EXCERPTED PASSAGE -

==============================

As we discussed earlier, their goal was to define a search box within which the plane was likely to be found. The plane’s location along the 7th arc defined the length of the rectangle, and the distance it could have traveled from the 7th arc would define the width of the search box.
So the question of how far the plane could have flown after the last transmission depends on what the investigators thought was going on with the plane at that moment. You’ll recall that the plane took off at 16:42 heading from Kuala Lumpur, Malaysia to Beijing, China.. A flight that normally takes 5 1/2 hours but it was carrying enough fuel to keep it flying until around 00:12, in case it needed to divert somewhere else and needed extra fuel.
The inmarsat data showed the plane transmitting signals on a regular schedule — either in response to phone calls from the ground, or an hour after the last exchange. The last exchange in his sequence took place at 0:11 universal time. (That’s 8.11am Kuala Lumpur time, but to keep things simple let’s stick to Universal Time from here on out.)
Then at 0:19, the plane sent a request to Inmarsat to log in again. In many ways this request is similar to the one that was made at 18:25 — the SDU had logged itself off because it had powered down, and then tried to log on after getting turned back on again.
As you’ll recall, no one has a very good answer for why the SDU was turned off and back on again at 18:25. It’s a very unusual thing to happen in flight. But investigators had a very good idea about why the SDU might have turned on again at 0:19. They knew that by this time the plane would have been very close to running out of fuel. And once that happened, the engines would stop running, and the plane would lose electrical power. It would start to lose speed and/or altitude. And the satcom would disconnect.
But then an emergency situation a backup system would kick in. A device called a Ram Air Turbine, or RAT, would deploy—it’s a propellor that pops out into the slipstream to generate electricity like a windmill. This would generate enough electricity to start up a powerplant in the back of the airplane called the Auxiliary Power Unit, or APU. Its generatorwould return power to the plane’s electrical system, including the satcom. This is why the plane reconnected to the satellite.
The process from fuel exhaustion to logon would take 3 minutes 40 seconds. So the plane presumable ran out of fuel around 00:16, or about 5 minutes after the previous handshake at 0:11.

==============================

LISTED RECORDS -

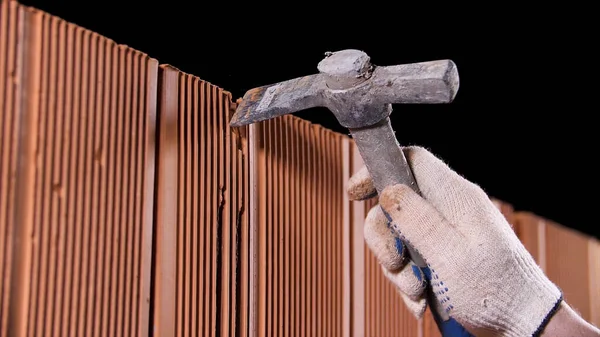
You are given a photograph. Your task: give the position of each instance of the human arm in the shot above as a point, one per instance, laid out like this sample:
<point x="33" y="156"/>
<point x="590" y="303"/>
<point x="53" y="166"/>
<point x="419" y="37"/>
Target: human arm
<point x="482" y="275"/>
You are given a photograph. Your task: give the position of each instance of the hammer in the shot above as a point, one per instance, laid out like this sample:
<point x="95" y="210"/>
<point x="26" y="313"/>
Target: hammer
<point x="360" y="95"/>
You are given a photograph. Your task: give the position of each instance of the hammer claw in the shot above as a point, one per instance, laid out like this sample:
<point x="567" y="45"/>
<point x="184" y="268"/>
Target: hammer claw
<point x="279" y="99"/>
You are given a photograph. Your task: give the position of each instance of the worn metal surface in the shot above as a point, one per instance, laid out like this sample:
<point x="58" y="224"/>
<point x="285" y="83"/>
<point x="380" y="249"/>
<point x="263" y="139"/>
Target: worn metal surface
<point x="357" y="98"/>
<point x="360" y="95"/>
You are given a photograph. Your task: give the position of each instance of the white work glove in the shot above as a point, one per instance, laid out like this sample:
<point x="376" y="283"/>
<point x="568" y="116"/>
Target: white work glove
<point x="481" y="273"/>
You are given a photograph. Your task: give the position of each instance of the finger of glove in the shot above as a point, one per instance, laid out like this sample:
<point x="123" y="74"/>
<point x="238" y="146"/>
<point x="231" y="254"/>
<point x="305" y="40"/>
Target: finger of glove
<point x="419" y="223"/>
<point x="360" y="185"/>
<point x="457" y="198"/>
<point x="416" y="307"/>
<point x="409" y="280"/>
<point x="383" y="241"/>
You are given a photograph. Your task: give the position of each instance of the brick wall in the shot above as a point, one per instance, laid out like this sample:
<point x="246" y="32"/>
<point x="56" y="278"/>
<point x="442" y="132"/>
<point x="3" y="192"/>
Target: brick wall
<point x="128" y="206"/>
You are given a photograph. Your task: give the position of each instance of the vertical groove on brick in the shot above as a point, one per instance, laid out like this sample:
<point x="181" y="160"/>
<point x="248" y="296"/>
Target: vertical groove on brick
<point x="208" y="189"/>
<point x="360" y="273"/>
<point x="10" y="113"/>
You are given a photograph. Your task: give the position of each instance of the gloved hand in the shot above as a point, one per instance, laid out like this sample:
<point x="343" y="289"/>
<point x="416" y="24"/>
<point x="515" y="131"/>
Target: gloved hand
<point x="481" y="274"/>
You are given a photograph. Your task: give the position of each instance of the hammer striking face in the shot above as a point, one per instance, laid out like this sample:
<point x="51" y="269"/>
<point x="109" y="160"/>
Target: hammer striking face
<point x="357" y="92"/>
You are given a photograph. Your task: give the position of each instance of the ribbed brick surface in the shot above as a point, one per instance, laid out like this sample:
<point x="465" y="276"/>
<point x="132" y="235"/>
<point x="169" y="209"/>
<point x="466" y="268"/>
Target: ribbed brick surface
<point x="86" y="157"/>
<point x="299" y="175"/>
<point x="11" y="112"/>
<point x="203" y="235"/>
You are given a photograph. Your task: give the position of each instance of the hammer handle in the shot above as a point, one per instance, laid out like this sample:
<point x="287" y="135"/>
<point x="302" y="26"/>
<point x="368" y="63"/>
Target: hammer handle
<point x="387" y="166"/>
<point x="386" y="163"/>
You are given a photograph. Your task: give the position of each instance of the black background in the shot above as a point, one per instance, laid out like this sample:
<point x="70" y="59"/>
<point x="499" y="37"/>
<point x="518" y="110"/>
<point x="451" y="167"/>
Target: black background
<point x="522" y="124"/>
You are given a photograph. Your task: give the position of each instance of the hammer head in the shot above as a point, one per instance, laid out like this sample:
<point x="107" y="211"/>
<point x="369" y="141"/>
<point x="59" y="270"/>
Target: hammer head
<point x="357" y="92"/>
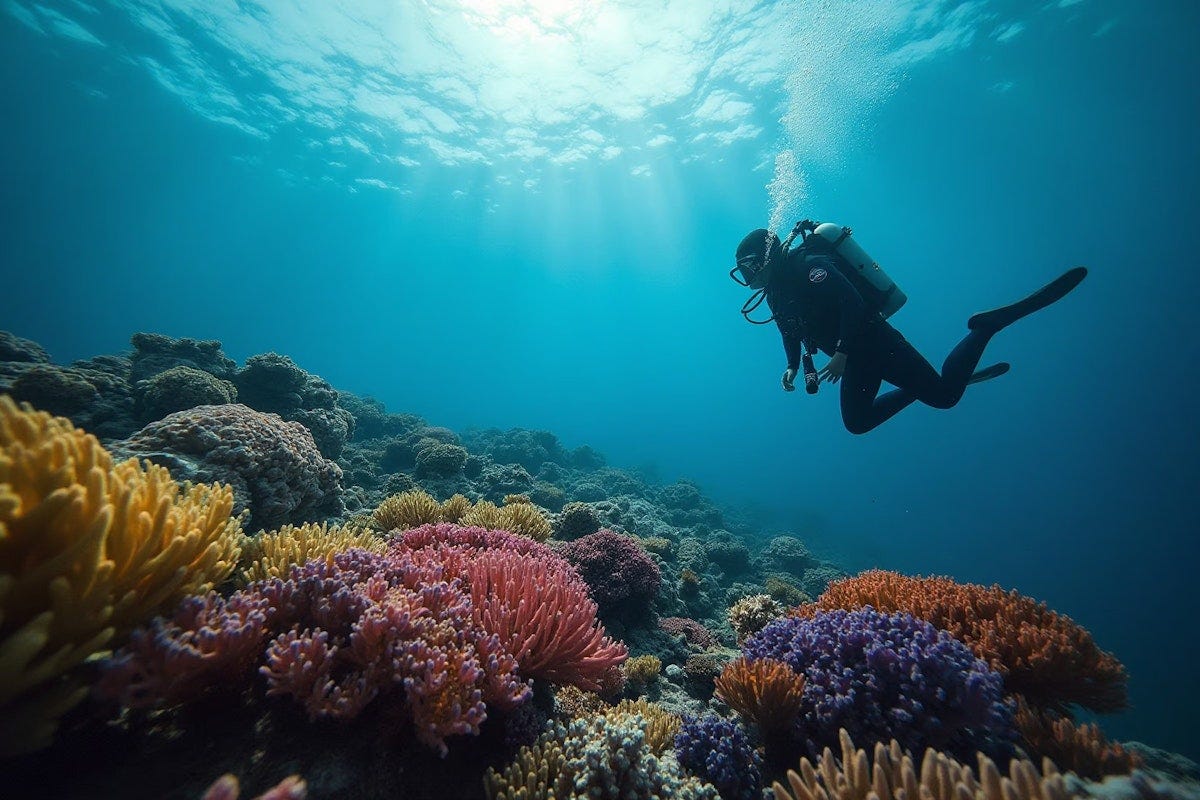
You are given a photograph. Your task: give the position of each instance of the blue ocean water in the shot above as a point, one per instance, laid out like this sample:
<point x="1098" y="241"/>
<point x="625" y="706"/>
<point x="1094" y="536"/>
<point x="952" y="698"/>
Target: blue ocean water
<point x="521" y="212"/>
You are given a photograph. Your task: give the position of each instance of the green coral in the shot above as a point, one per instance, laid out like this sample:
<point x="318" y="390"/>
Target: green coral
<point x="180" y="389"/>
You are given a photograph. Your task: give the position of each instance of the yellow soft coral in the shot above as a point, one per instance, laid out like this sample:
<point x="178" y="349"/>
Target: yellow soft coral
<point x="88" y="549"/>
<point x="454" y="509"/>
<point x="526" y="519"/>
<point x="484" y="513"/>
<point x="271" y="555"/>
<point x="408" y="510"/>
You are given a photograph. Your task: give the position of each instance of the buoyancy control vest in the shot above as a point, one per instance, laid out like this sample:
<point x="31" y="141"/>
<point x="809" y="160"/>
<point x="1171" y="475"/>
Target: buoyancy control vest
<point x="879" y="292"/>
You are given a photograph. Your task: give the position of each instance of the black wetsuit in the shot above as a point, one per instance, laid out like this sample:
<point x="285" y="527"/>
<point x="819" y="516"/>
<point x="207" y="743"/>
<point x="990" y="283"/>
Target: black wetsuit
<point x="811" y="299"/>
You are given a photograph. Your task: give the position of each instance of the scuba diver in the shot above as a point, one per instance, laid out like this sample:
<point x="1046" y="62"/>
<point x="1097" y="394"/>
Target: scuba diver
<point x="827" y="294"/>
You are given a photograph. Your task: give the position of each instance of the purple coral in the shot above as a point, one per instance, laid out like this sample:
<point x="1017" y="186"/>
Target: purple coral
<point x="274" y="467"/>
<point x="718" y="751"/>
<point x="615" y="566"/>
<point x="888" y="675"/>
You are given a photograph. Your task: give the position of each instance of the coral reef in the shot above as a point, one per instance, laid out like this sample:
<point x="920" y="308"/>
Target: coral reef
<point x="439" y="459"/>
<point x="17" y="349"/>
<point x="273" y="554"/>
<point x="575" y="521"/>
<point x="449" y="620"/>
<point x="718" y="751"/>
<point x="892" y="775"/>
<point x="888" y="677"/>
<point x="660" y="725"/>
<point x="408" y="510"/>
<point x="641" y="671"/>
<point x="1043" y="655"/>
<point x="617" y="570"/>
<point x="1081" y="750"/>
<point x="88" y="549"/>
<point x="155" y="353"/>
<point x="179" y="389"/>
<point x="751" y="614"/>
<point x="275" y="469"/>
<point x="696" y="635"/>
<point x="227" y="788"/>
<point x="595" y="758"/>
<point x="766" y="692"/>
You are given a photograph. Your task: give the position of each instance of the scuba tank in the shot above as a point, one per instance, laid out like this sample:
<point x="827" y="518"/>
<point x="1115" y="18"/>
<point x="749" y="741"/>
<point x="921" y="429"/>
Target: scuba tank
<point x="877" y="289"/>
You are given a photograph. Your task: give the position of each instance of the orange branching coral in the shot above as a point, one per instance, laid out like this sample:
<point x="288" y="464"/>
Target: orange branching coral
<point x="88" y="549"/>
<point x="893" y="776"/>
<point x="766" y="692"/>
<point x="1043" y="655"/>
<point x="1081" y="750"/>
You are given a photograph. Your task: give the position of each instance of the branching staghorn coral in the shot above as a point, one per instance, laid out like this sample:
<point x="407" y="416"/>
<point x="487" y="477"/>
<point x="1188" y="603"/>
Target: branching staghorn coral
<point x="595" y="758"/>
<point x="1044" y="656"/>
<point x="88" y="549"/>
<point x="766" y="692"/>
<point x="892" y="775"/>
<point x="1083" y="750"/>
<point x="751" y="614"/>
<point x="660" y="725"/>
<point x="274" y="554"/>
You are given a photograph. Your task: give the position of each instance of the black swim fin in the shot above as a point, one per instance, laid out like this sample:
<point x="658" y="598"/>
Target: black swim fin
<point x="1057" y="289"/>
<point x="988" y="373"/>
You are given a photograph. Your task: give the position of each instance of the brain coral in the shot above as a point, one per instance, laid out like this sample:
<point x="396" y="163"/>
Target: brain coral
<point x="274" y="467"/>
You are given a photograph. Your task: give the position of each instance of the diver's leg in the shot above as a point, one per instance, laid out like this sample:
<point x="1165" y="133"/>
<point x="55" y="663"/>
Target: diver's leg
<point x="909" y="370"/>
<point x="991" y="322"/>
<point x="861" y="409"/>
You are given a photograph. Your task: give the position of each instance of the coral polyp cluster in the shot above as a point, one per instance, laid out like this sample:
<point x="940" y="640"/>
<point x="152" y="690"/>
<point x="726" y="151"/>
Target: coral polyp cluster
<point x="448" y="621"/>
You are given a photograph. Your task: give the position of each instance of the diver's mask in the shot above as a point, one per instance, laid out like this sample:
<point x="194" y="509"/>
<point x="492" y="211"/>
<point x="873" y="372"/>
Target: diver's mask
<point x="751" y="271"/>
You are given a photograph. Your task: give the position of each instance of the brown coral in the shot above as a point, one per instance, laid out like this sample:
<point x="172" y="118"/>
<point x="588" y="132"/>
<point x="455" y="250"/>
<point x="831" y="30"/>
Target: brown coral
<point x="1043" y="655"/>
<point x="271" y="555"/>
<point x="766" y="692"/>
<point x="1083" y="750"/>
<point x="88" y="549"/>
<point x="894" y="776"/>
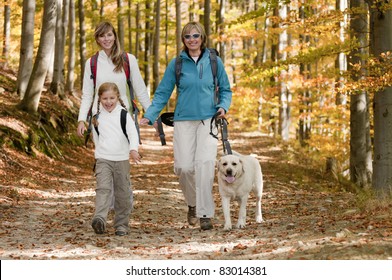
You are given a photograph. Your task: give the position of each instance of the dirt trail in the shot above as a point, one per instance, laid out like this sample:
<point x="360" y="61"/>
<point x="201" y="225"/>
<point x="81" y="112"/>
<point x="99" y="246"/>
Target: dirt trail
<point x="46" y="208"/>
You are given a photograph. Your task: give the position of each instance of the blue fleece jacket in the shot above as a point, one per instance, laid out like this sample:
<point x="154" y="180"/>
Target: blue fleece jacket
<point x="195" y="100"/>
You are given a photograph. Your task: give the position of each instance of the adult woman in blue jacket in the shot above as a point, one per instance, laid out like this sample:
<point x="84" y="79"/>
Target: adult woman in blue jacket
<point x="195" y="149"/>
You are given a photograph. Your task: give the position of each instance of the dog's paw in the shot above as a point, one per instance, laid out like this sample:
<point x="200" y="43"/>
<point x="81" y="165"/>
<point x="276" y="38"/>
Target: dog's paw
<point x="240" y="225"/>
<point x="227" y="227"/>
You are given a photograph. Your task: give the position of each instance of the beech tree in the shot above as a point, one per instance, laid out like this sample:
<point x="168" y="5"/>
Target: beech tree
<point x="35" y="86"/>
<point x="360" y="144"/>
<point x="380" y="44"/>
<point x="27" y="47"/>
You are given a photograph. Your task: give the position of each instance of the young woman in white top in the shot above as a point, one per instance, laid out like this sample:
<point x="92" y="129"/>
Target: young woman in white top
<point x="113" y="147"/>
<point x="110" y="69"/>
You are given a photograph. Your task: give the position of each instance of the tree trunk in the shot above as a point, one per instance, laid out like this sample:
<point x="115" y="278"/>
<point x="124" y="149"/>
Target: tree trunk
<point x="147" y="45"/>
<point x="6" y="32"/>
<point x="57" y="85"/>
<point x="207" y="20"/>
<point x="32" y="97"/>
<point x="129" y="17"/>
<point x="139" y="27"/>
<point x="381" y="41"/>
<point x="120" y="23"/>
<point x="178" y="26"/>
<point x="69" y="85"/>
<point x="221" y="21"/>
<point x="27" y="47"/>
<point x="360" y="145"/>
<point x="82" y="40"/>
<point x="285" y="95"/>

==============================

STATED GOAL - Set down, word for word, the portion of the passage on the plane's final satellite signals that begins at the words "As we discussed" and stops after the words "needed extra fuel.".

TASK OUTPUT -
As we discussed earlier, their goal was to define a search box within which the plane was likely to be found. The plane’s location along the 7th arc defined the length of the rectangle, and the distance it could have traveled from the 7th arc would define the width of the search box.
So the question of how far the plane could have flown after the last transmission depends on what the investigators thought was going on with the plane at that moment. You’ll recall that the plane took off at 16:42 heading from Kuala Lumpur, Malaysia to Beijing, China.. A flight that normally takes 5 1/2 hours but it was carrying enough fuel to keep it flying until around 00:12, in case it needed to divert somewhere else and needed extra fuel.